PROVIDED TEXT:
======

Queued post-iter-227 baseline. Single-pipeline HefEmbedder caps
cluster throughput at ~70 RPS because every gRPC request serializes
on a single Mutex<Inner>. Hailo-8 + PCIe DMA can overlap — ~14ms per
inference is mostly PCIe transfer (~12ms), only ~2ms NPU compute. A
multi-pipeline pool should unlock 2-4× throughput.

# Baseline (iter 227, single pipeline, cognitum-v0)
| concurrency | throughput | p50    | p99    |
|-------------|------------|--------|--------|
| 1           | 70.6 RPS   | 14.1ms | 15.8ms |
| 4           | 70.7 RPS   | 56.7ms | 74.7ms |
| 8           | 70.7 RPS   | 112.7ms| 170.7ms|

Throughput plateaus regardless of concurrency; p50 scales linearly
confirming the lock is the choke point.

# Skeleton (this commit)
- `HefEmbedderPool` mirroring CpuEmbedder's Vec<Mutex<Slot>> pattern.
- N independent HefPipeline instances on the shared vdevice;
  HailoRT's network-group scheduler arbitrates NPU access.
- `embed()`: try_lock each slot in turn; first free wins; fall back
  to blocking on slot 0 if all busy (matches cpu_embedder.rs).
- DEFAULT_POOL_SIZE = 4 (overlap PCIe write / NPU / PCIe read /
  host pre-post-processing without scheduler exhaustion).
- Compile-only test asserts Send + Sync so worker can hand out
  Arc<HefEmbedderPool> across tokio tasks.

# Iter 235 plan (next)

======

Continue the commit notes on the HefEmbedder pipeline pool from the point where they stop.

(Dataset entries)
======

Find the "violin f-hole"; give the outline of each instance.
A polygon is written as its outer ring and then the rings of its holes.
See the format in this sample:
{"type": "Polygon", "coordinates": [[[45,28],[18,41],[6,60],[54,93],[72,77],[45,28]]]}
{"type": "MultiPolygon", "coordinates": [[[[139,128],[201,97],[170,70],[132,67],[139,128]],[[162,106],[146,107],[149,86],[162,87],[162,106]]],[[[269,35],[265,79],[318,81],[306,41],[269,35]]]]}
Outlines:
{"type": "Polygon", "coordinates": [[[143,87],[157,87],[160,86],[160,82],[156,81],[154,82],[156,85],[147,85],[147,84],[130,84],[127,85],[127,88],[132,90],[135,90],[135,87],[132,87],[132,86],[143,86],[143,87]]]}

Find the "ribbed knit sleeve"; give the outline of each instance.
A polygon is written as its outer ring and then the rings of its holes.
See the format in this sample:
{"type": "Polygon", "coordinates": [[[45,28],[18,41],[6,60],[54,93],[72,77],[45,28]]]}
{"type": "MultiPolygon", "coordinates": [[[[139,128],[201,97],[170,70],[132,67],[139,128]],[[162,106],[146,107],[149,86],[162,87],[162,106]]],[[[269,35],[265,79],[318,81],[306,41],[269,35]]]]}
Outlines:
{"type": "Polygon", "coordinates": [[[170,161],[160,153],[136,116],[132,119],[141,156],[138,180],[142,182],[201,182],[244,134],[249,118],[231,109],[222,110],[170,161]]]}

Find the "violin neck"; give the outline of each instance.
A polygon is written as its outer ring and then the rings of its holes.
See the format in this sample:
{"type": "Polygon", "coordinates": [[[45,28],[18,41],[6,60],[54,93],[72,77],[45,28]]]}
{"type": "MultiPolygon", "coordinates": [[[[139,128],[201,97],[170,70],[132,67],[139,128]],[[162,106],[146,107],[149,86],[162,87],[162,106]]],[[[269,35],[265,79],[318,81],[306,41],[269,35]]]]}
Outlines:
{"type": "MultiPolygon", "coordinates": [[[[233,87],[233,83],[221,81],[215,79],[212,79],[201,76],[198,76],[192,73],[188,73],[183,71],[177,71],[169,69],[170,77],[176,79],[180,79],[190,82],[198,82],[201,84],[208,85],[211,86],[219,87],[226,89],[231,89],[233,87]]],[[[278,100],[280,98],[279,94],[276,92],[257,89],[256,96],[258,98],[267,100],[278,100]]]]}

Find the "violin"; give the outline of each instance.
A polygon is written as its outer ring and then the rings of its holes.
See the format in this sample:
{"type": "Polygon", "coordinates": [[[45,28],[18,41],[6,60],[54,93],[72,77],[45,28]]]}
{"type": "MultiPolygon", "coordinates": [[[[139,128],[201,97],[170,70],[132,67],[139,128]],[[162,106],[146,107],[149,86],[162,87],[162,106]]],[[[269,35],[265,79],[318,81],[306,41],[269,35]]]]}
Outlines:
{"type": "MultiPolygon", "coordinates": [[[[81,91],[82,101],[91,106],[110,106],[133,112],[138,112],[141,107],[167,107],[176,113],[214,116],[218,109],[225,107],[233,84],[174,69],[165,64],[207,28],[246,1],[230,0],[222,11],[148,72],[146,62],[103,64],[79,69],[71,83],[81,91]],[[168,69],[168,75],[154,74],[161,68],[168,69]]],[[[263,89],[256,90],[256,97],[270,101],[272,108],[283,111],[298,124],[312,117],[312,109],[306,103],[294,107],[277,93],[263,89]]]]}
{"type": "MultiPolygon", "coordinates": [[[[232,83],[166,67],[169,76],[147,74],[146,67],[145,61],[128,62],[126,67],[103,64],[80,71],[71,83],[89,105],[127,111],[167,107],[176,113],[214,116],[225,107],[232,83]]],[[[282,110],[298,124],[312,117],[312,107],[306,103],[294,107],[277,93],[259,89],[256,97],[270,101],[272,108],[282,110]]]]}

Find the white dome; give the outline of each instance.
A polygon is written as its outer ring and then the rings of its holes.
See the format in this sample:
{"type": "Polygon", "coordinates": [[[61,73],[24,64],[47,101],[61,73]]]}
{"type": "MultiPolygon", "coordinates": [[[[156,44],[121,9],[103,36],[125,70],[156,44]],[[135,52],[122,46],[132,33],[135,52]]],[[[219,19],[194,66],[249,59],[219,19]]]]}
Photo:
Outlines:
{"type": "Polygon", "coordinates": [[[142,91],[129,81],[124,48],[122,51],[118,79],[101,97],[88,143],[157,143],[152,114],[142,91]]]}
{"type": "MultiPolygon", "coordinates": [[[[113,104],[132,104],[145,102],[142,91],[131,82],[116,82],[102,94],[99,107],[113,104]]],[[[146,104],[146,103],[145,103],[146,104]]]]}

======

ANSWER BOX:
- Wire HefEmbedderPool into ruvector-hailo-worker as a feature-flag.
- Deploy to cognitum-v0; rerun cluster-bench at concurrency 1/4/8.
- Sweep pool_size ∈ {2,4,8} to find the throughput knee.
- Document delta vs iter-227 baseline.

# Why a separate type, not a HefEmbedder field
Single-pipeline path stays cheaper for low-load deploys (init time,
RAM, no scheduler overhead). Solo Pi running mmwave-bridge keeps
HefEmbedder; cluster workers handling many concurrent gRPC streams
switch to HefEmbedderPool.

Co-Authored-By: claude-flow <ruv@ruv.net>

* feat(hailo): wire HefEmbedderPool behind RUVECTOR_NPU_POOL_SIZE (iter 235)

Builds on iter-234's pool skeleton. HailoEmbedder now picks between
single-pipeline and pool-of-pipelines NPU dispatch at open() time
via a new private `HefBackend` enum. Selector is the
`RUVECTOR_NPU_POOL_SIZE` env var:

  unset / = 1  → Single (preserves iter-162 default)
  >= 2         → Pool with N pipelines on the shared vdevice
  bad value    → falls back to Single (logs would be added later)

Default behavior unchanged — operators must opt into the pool. This
keeps the iter-227 baseline as the regression-floor: bench numbers
without RUVECTOR_NPU_POOL_SIZE set should match exactly.

# Baseline (re-stating from iter 234, single pipeline, cognitum-v0)
| concurrency | throughput | p50    | p99    |
|-------------|------------|--------|--------|
| 1           | 70.6 RPS   | 14.1ms | 15.8ms |
| 4           | 70.7 RPS   | 56.7ms | 74.7ms |
| 8           | 70.7 RPS   | 112.7ms| 170.7ms|

# Next (iter 236)
- Cross-compile the worker for aarch64 with the hailo feature
- Deploy to cognitum-v0 with `RUVECTOR_NPU_POOL_SIZE=4`
- Re-run cluster-bench at concurrency 1/4/8
- Document the throughput delta in the iter-236 commit
- Sweep pool_size ∈ {2,4,8} to find the knee

Co-Authored-By: claude-flow <ruv@ruv.net>

* bench(hailo): iter-235 pool=4 — NEGATIVE result, no throughput gain (iter 236)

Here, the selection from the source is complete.